(Collected data)
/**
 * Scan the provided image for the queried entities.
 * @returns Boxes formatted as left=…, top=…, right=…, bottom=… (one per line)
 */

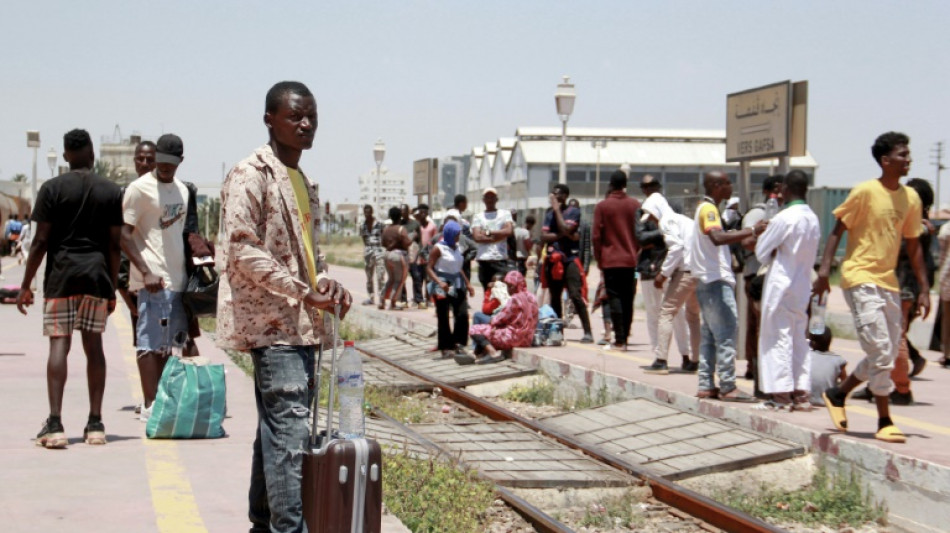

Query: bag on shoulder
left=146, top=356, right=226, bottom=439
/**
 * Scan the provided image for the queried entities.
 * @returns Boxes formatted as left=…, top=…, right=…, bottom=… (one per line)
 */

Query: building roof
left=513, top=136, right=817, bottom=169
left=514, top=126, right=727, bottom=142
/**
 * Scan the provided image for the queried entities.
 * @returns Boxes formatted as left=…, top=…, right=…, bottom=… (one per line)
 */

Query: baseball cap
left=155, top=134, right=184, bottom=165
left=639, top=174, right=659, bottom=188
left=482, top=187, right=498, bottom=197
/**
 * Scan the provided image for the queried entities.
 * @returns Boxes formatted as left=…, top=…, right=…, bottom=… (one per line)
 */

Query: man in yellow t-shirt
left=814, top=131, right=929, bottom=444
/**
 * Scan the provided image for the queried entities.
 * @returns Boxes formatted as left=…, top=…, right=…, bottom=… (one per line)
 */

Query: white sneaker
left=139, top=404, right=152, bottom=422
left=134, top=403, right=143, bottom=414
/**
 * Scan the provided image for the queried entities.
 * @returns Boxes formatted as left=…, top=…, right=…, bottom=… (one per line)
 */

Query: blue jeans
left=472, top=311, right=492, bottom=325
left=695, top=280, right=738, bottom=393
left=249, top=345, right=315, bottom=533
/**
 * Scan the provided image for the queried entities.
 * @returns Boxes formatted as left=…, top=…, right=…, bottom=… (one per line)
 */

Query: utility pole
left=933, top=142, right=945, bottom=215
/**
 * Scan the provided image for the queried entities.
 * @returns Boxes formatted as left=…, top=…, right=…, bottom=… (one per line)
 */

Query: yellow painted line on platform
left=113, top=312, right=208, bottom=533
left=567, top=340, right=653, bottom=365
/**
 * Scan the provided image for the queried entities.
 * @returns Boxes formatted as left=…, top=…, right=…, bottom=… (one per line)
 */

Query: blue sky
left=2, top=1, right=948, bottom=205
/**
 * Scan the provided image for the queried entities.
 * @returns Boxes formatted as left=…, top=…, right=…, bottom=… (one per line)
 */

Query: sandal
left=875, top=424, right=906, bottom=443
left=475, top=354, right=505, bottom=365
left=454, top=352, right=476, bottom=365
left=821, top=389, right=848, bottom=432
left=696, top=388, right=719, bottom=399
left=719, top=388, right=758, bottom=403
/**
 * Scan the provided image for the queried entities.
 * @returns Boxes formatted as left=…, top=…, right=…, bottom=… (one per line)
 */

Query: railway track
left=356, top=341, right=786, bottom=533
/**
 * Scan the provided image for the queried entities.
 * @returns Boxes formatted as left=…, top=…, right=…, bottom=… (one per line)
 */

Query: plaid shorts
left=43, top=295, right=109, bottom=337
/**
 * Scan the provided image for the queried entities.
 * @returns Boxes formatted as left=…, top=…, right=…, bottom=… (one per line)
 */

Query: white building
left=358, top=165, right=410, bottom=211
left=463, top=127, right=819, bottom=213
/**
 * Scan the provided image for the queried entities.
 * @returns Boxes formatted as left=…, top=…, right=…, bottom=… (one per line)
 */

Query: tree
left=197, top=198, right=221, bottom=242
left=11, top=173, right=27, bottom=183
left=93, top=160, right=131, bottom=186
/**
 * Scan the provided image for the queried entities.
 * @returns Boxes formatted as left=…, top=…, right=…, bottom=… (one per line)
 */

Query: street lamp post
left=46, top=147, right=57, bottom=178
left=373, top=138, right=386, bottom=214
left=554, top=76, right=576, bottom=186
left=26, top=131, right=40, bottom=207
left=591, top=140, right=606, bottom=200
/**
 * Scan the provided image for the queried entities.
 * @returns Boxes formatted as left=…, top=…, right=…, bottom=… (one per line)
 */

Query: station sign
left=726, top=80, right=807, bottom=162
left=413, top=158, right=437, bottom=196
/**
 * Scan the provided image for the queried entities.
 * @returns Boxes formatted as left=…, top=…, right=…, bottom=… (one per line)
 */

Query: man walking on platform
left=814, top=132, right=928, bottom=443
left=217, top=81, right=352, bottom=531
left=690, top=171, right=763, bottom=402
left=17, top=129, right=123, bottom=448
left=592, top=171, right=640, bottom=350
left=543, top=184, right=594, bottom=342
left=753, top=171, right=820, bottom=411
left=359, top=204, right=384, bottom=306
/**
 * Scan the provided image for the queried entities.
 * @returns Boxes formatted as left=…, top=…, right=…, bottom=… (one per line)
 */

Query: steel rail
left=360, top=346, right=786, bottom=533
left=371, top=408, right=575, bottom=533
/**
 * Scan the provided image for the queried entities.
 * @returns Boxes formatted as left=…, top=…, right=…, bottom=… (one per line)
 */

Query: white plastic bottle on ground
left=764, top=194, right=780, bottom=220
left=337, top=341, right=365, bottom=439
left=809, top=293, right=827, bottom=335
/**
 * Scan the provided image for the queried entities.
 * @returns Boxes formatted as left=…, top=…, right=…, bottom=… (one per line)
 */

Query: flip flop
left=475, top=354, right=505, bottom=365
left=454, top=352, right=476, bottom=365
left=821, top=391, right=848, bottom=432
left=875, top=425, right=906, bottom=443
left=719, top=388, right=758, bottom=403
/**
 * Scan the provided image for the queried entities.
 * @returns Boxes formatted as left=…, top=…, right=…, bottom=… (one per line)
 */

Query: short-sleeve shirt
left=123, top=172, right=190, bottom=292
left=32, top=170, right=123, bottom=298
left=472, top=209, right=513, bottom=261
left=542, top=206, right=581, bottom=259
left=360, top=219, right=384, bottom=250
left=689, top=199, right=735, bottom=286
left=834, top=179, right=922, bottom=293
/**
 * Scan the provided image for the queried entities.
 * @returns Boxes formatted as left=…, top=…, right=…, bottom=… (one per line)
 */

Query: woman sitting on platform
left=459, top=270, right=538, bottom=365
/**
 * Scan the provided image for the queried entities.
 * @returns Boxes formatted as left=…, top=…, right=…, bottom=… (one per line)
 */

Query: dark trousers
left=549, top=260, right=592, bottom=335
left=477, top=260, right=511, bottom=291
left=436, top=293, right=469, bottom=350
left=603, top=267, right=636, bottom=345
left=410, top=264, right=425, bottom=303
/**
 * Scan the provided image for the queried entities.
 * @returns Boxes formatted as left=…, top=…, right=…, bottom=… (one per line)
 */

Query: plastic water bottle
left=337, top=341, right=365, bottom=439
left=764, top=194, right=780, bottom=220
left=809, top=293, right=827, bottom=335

Task directions
Print the data above exactly; drop every picture.

Solution to this task
/**
 * Scan the provided image for the queried entities.
 * @returns Boxes formatted as left=…, top=…, right=…, bottom=… (one per line)
 */


Query: bag on shoulder
left=146, top=356, right=226, bottom=439
/**
 * Scan the provided image for the queried entities.
 * @returns Boxes formatted as left=…, top=…, right=…, bottom=… (one per line)
 */

Query: building roof
left=513, top=136, right=817, bottom=169
left=514, top=126, right=727, bottom=142
/**
 * Scan the provided image for the queried entities.
 * @returns Boxes formatted as left=…, top=…, right=…, bottom=… (one per line)
 */

Query: baseball cap
left=155, top=134, right=184, bottom=165
left=639, top=174, right=659, bottom=188
left=482, top=187, right=498, bottom=197
/**
 * Scan the provided image for the queried entities.
 * @returns Boxes formatted as left=…, top=…, right=…, bottom=… (one per line)
 */

Query: man in yellow t-shirt
left=814, top=131, right=929, bottom=444
/**
 * Scan the provided image for the queried entities.
 * @returns Boxes formatted as left=…, top=…, right=…, bottom=… (one per line)
 */

Query: white sneaker
left=139, top=404, right=152, bottom=422
left=134, top=403, right=143, bottom=414
/**
 * Scan the provided image for the queried entities.
 * @returns Boxes formatted as left=…, top=…, right=…, bottom=… (one per line)
 */

Query: blue jeans
left=472, top=311, right=492, bottom=325
left=695, top=280, right=738, bottom=393
left=249, top=345, right=315, bottom=533
/**
 * Scan the provided image for the queried entities.
 * @returns Boxes formatted as left=…, top=…, right=…, bottom=… (one per line)
 */

Query: utility pole
left=933, top=142, right=945, bottom=215
/**
 * Scan the provided image for the queried entities.
 * @returns Boxes formatted as left=…, top=…, right=…, bottom=… (one per line)
 */

Query: yellow painted line on platform
left=113, top=312, right=208, bottom=533
left=567, top=340, right=653, bottom=365
/**
 * Scan the provided image for the queried entities.
 * @returns Boxes formatted as left=…, top=…, right=…, bottom=… (one per line)
 */

Query: blue sky
left=2, top=1, right=948, bottom=205
/**
 * Scan the provided image for the queried entities.
 * @returns Boxes formatted as left=…, top=…, right=…, bottom=… (one per line)
 */

Query: sandal
left=875, top=424, right=906, bottom=443
left=475, top=354, right=505, bottom=365
left=454, top=352, right=476, bottom=365
left=821, top=389, right=848, bottom=432
left=696, top=388, right=719, bottom=399
left=719, top=388, right=758, bottom=403
/**
 * Scan the provided image for the queried entities.
 * @returns Boxes formatted as left=…, top=…, right=…, bottom=… (one per line)
 */

Query: railway track
left=356, top=341, right=786, bottom=533
/**
 * Scan the provided image for the queried entities.
 * @returns Boxes formatted as left=…, top=…, right=…, bottom=… (one per line)
 */

Query: plaid shorts
left=43, top=295, right=109, bottom=337
/**
 * Scan the provided image for the queried entities.
 * @returns Boxes formatted as left=…, top=…, right=…, bottom=… (one per line)
 */

Query: white building
left=358, top=165, right=410, bottom=211
left=463, top=127, right=819, bottom=213
/**
 * Scan the provided image for the queried entities.
 * @returns Boxes formatted as left=…, top=…, right=…, bottom=… (one per line)
 */

Query: tree
left=197, top=198, right=221, bottom=242
left=11, top=173, right=27, bottom=183
left=93, top=160, right=131, bottom=186
/**
 * Scan the provided image for the queried entities.
 * @returns Boxes formatted as left=…, top=…, right=…, bottom=… (one per line)
 */

Query: street lamp post
left=46, top=147, right=57, bottom=178
left=373, top=138, right=386, bottom=214
left=554, top=76, right=576, bottom=186
left=26, top=131, right=40, bottom=207
left=591, top=140, right=606, bottom=200
/**
 * Scan the provided image for the queried entities.
 * @returns Boxes formatted as left=…, top=…, right=…, bottom=… (one per line)
 */

Query: station sign
left=726, top=80, right=807, bottom=162
left=413, top=158, right=437, bottom=196
/**
 * Scan the provided image for the queried entities.
 * @returns Boxes formatted as left=…, top=…, right=…, bottom=… (one per line)
 */

Query: man walking on platform
left=814, top=132, right=928, bottom=443
left=217, top=81, right=352, bottom=531
left=690, top=171, right=763, bottom=402
left=17, top=129, right=123, bottom=448
left=592, top=171, right=640, bottom=350
left=543, top=184, right=594, bottom=342
left=753, top=171, right=820, bottom=411
left=359, top=204, right=384, bottom=306
/**
 * Scan the provided image for the queried entities.
 * @returns Boxes formatted as left=…, top=…, right=…, bottom=… (one per line)
 */

Query: steel rail
left=360, top=346, right=786, bottom=533
left=371, top=408, right=575, bottom=533
/**
 * Scan the provided image for the queried entities.
 * @returns Boxes formatted as left=…, top=…, right=…, bottom=… (one per line)
 */

Query: white plastic bottle on ground
left=764, top=194, right=780, bottom=220
left=337, top=341, right=365, bottom=439
left=809, top=293, right=827, bottom=335
/**
 * Scan the provided image for the queried entities.
 * @returns Boxes formatted as left=…, top=…, right=…, bottom=… (one per line)
 */

Query: flip flop
left=475, top=354, right=505, bottom=365
left=454, top=352, right=476, bottom=365
left=821, top=391, right=848, bottom=432
left=875, top=425, right=906, bottom=443
left=719, top=388, right=758, bottom=403
/**
 * Scan the provided image for the queried entities.
 * @returns Boxes formatted as left=…, top=…, right=…, bottom=… (one per line)
 */

Query: short-sleeve shirt
left=123, top=172, right=190, bottom=292
left=32, top=170, right=123, bottom=298
left=472, top=209, right=513, bottom=261
left=542, top=206, right=581, bottom=259
left=360, top=219, right=384, bottom=250
left=689, top=199, right=735, bottom=286
left=834, top=179, right=922, bottom=293
/**
 * Scan the provided image for the queried entities.
 * @returns Boxes formatted as left=…, top=…, right=…, bottom=… (one per line)
 */

Query: woman sitting on platform
left=459, top=270, right=538, bottom=365
/**
 * Scan the provided image for the queried entities.
 * @returns Boxes formatted as left=…, top=…, right=…, bottom=… (one per line)
 */

Query: dark trousers
left=549, top=260, right=592, bottom=335
left=477, top=260, right=511, bottom=291
left=436, top=293, right=469, bottom=350
left=603, top=267, right=636, bottom=345
left=410, top=264, right=425, bottom=303
/**
 * Scan the provided image for the queried entities.
 * @returns Boxes formatted as left=…, top=…, right=…, bottom=… (one per line)
 */

Query: plastic water bottle
left=337, top=341, right=365, bottom=439
left=764, top=194, right=780, bottom=220
left=809, top=293, right=827, bottom=335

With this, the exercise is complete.